[start]

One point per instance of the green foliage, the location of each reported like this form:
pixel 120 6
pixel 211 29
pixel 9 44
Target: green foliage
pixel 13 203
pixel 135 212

[end]

Work to be completed »
Repeat the material word for word, in full.

Output »
One point per instance of the green foliage, the location of each reported like this form:
pixel 120 6
pixel 211 29
pixel 9 44
Target: green foliage
pixel 13 203
pixel 135 212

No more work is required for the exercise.